QUÉ SE ESPERA: Transcribe completo y sin ningún cambio el texto de referencia que aparece más abajo.

TEXTO DE REFERENCIA:
******
Tal como si se tratase de empresas, los protagonistas de estas delincuencias calcularon costos, riesgos y beneficios. Bien pudiera considerárseles como manifestaciones tempranas del delito organizado o simplemente como negocios delictivos cuyos integrantes ejecutaron sus labores como profesionales. En su artículo, Diego Galeano reconstruye la trayectoria de una familia de inmigrantes italianos dedicada a fabricar y circular billetes falsos, esto es, un grupo de personas que desempeñó una actividad sobremanera rentable y, desde luego, tan ilegal como necesaria cada vez que escaseaba circulante para solventar intercambios comerciales en el espacio atlántico sudamericano. De esa manera, el clan Chiarini se presenta como una empresa dedicada a falsificar papel moneda y que explotó redes de parentesco además de operar con la confianza y el silencio de los compradores.
A esas redes trasnacionales de delincuentes correspondía también una serie de intercambios que resultaron de la cooperación policial internacional, cuyo rastro ha quedado en archivos, revistas y otras publicaciones que posibilitaron un flujo de información cada vez más dinámico en -y entre- América del Sur y Europa, particularmente Francia. De estos temas se ocupa el artículo de Marília Rodrigues de Oliveira, quien por un lado muestra el creciente interés de las policías por investigar el fraude y la falsificación mientras que, por el otro, analiza el intercambio de saberes entre policías en ambos lados del Atlántico con base en la figura de Elysio de Carvalho. Detalla, entonces, cómo emergió y circuló toda una taxonomía para renombrar y producir conocimiento criminológico sustentado en los gabinetes de identificación.
******
MATERIAL DE TRABAJO:

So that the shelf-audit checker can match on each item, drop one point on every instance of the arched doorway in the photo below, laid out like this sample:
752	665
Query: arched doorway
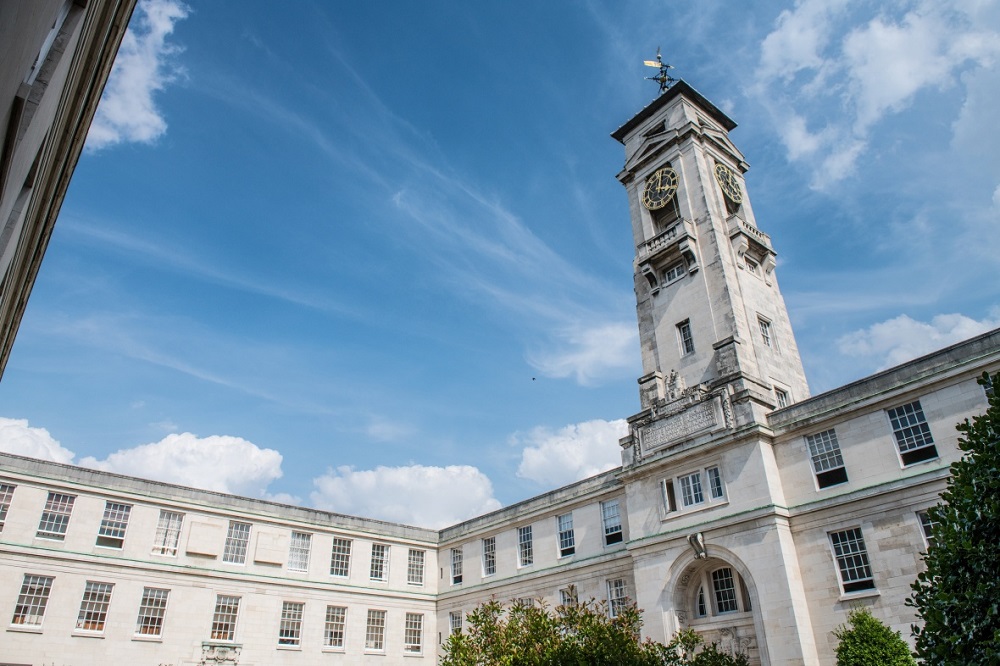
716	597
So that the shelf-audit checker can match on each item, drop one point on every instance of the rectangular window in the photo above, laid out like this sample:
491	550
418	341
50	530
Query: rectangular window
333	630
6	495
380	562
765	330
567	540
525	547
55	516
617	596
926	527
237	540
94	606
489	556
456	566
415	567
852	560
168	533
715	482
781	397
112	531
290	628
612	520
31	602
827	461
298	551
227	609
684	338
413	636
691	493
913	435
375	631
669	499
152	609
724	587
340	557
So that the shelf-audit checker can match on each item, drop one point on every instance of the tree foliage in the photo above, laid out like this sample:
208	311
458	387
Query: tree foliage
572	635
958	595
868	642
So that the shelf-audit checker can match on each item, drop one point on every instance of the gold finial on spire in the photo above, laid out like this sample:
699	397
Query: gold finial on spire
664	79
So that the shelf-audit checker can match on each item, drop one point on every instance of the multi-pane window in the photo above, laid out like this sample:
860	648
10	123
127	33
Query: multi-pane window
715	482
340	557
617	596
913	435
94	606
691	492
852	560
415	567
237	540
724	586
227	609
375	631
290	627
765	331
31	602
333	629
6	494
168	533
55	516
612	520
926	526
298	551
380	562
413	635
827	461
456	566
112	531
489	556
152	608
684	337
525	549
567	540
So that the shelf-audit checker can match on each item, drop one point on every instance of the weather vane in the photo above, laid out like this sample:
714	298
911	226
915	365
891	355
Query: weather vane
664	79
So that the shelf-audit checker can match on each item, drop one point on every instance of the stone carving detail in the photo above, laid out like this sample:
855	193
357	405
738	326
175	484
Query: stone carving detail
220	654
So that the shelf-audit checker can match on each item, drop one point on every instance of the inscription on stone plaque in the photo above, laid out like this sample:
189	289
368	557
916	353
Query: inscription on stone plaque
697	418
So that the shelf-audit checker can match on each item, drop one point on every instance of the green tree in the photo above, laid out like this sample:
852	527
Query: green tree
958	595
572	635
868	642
******
SOLUCIÓN DE LA TAREA:
Tal como si se tratase de empresas, los protagonistas de estas delincuencias calcularon costos, riesgos y beneficios. Bien pudiera considerárseles como manifestaciones tempranas del delito organizado o simplemente como negocios delictivos cuyos integrantes ejecutaron sus labores como profesionales. En su artículo, Diego Galeano reconstruye la trayectoria de una familia de inmigrantes italianos dedicada a fabricar y circular billetes falsos, esto es, un grupo de personas que desempeñó una actividad sobremanera rentable y, desde luego, tan ilegal como necesaria cada vez que escaseaba circulante para solventar intercambios comerciales en el espacio atlántico sudamericano. De esa manera, el clan Chiarini se presenta como una empresa dedicada a falsificar papel moneda y que explotó redes de parentesco además de operar con la confianza y el silencio de los compradores.
A esas redes trasnacionales de delincuentes correspondía también una serie de intercambios que resultaron de la cooperación policial internacional, cuyo rastro ha quedado en archivos, revistas y otras publicaciones que posibilitaron un flujo de información cada vez más dinámico en -y entre- América del Sur y Europa, particularmente Francia. De estos temas se ocupa el artículo de Marília Rodrigues de Oliveira, quien por un lado muestra el creciente interés de las policías por investigar el fraude y la falsificación mientras que, por el otro, analiza el intercambio de saberes entre policías en ambos lados del Atlántico con base en la figura de Elysio de Carvalho. Detalla, entonces, cómo emergió y circuló toda una taxonomía para renombrar y producir conocimiento criminológico sustentado en los gabinetes de identificación.